Hong Kong’s largest teachers’ union has joined the exodus from the alliance that organises the city’s annual Tiananmen Square vigil, citing the “worsening political situation”.
The opposition-leaning Professional Teachers’ Union (PTU) confirmed to the Post on Thursday that it decided to quit the Hong Kong Alliance in Support of Patriotic Democratic Movements of China last month following a meeting of its 39-member executive committee.
“We made the decision grudgingly, but given the worsening situation we had to do so,” PTU president Fung Wai-wah said. “Following a discussion, the executive committee agreed to take the step collectively although we did not conduct a vote.”
He added: “But our stance on vindicating the 1989 June 4 crackdown remains unchanged … We do not rule out working together with the alliance sometime in the future, depending on the situation by that time.”
Alliance spokesman Simon Leung Kam-wai said he believed the union’s withdrawal would not have a significant impact on the group’s operation, but he respected its decision to quit.
The alliance has five “operational goals”, comprising the release of dissidents, vindication of the 1989 pro-democracy movement, accountability for the Tiananmen Square crackdown, an end to “one-party rule” in mainland China and to build a democratic country.
Pro-establishment figures previously argued it could amount to an act of subversion under the Beijing-imposed national security law
– which came into effect in June last year – for the alliance or others to call for an end to one-party rule.
Luo Huining, director of the central government’s liaison office, delivered a speech in June in which he said voices calling for an end to one-party rule were the “real enemies of the city’s prosperity and stability”.
Luo said Beijing had imposed the security law on Hong Kong because anti-China forces were threatening to derail implementation of the “one country, two systems” principle.

RECORD EXCERPTS:
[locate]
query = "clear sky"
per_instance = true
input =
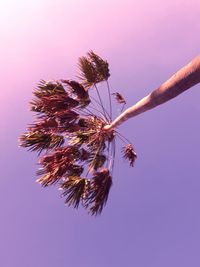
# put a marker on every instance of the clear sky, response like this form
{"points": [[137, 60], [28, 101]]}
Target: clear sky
{"points": [[152, 217]]}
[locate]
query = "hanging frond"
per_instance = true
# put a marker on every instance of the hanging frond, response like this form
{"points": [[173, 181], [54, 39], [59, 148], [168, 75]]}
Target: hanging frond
{"points": [[96, 161], [88, 73], [98, 192], [48, 88], [101, 66], [75, 189], [129, 154], [38, 141], [93, 69], [119, 98]]}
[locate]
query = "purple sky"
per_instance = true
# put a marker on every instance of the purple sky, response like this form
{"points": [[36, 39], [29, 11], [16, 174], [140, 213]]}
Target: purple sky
{"points": [[152, 217]]}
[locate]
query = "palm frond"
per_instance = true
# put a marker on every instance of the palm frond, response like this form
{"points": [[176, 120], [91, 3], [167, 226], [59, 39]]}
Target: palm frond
{"points": [[75, 188], [38, 141], [101, 66], [64, 115], [129, 154], [98, 192], [119, 98]]}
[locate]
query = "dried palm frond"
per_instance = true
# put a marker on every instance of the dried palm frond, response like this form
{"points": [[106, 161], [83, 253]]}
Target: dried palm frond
{"points": [[119, 98], [69, 127], [38, 141], [88, 73], [101, 66], [93, 69], [99, 189], [129, 154], [75, 188]]}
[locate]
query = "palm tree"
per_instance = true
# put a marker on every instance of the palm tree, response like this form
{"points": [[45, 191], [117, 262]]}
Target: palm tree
{"points": [[184, 79], [74, 134]]}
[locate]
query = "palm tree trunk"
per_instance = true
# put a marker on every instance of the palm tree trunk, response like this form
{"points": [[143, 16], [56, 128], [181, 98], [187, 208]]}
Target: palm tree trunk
{"points": [[184, 79]]}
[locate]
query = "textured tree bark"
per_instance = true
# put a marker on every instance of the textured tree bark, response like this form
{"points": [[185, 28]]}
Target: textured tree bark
{"points": [[184, 79]]}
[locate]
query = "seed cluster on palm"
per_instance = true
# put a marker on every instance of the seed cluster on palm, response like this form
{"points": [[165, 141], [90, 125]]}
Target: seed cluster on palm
{"points": [[75, 150]]}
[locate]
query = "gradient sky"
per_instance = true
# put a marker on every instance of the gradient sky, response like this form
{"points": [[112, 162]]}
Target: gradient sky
{"points": [[152, 217]]}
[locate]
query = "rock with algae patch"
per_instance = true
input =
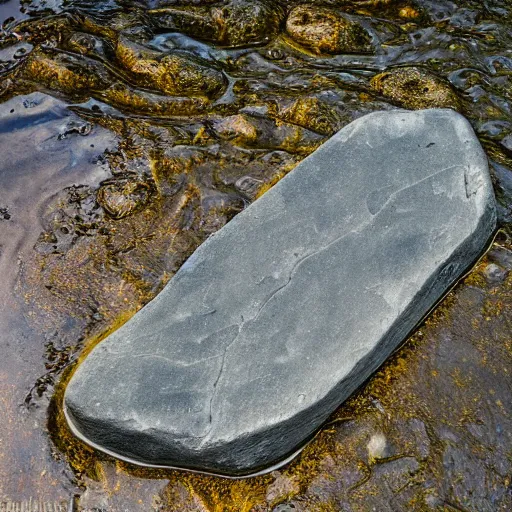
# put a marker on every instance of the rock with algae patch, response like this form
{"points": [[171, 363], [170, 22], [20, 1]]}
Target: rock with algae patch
{"points": [[416, 88], [264, 330], [324, 30]]}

REQUIRED ACTION 1: In the article, how many members sit on the Professional Teachers' Union's executive committee?
REQUIRED ACTION 2: Update the article by rewriting everything from "The opposition-leaning Professional" down to "decision to quit.", with "executive committee" replaced by "governing board".
REQUIRED ACTION 3: Summarize the article in two sentences.

EXERCISE ANSWER 1: 39

EXERCISE ANSWER 2:
The opposition-leaning Professional Teachers’ Union (PTU) confirmed to the Post on Thursday that it decided to quit the Hong Kong Alliance in Support of Patriotic Democratic Movements of China last month following a meeting of its 39-member governing board.
“We made the decision grudgingly, but given the worsening situation we had to do so,” PTU president Fung Wai-wah said. “Following a discussion, the governing board agreed to take the step collectively although we did not conduct a vote.”
He added: “But our stance on vindicating the 1989 June 4 crackdown remains unchanged … We do not rule out working together with the alliance sometime in the future, depending on the situation by that time.”
Alliance spokesman Simon Leung Kam-wai said he believed the union’s withdrawal would not have a significant impact on the group’s operation, but he respected its decision to quit.

EXERCISE ANSWER 3: The Professional Teachers' Union, Hong Kong's largest teachers' union, has quit the alliance that organizes the city's annual Tiananmen Square vigil, citing the worsening political situation. Its president, Fung Wai-wah, said the union's stance on vindicating the 1989 June 4 crackdown remains unchanged, and alliance spokesman Simon Leung Kam-wai said the withdrawal would not significantly affect the group's operation.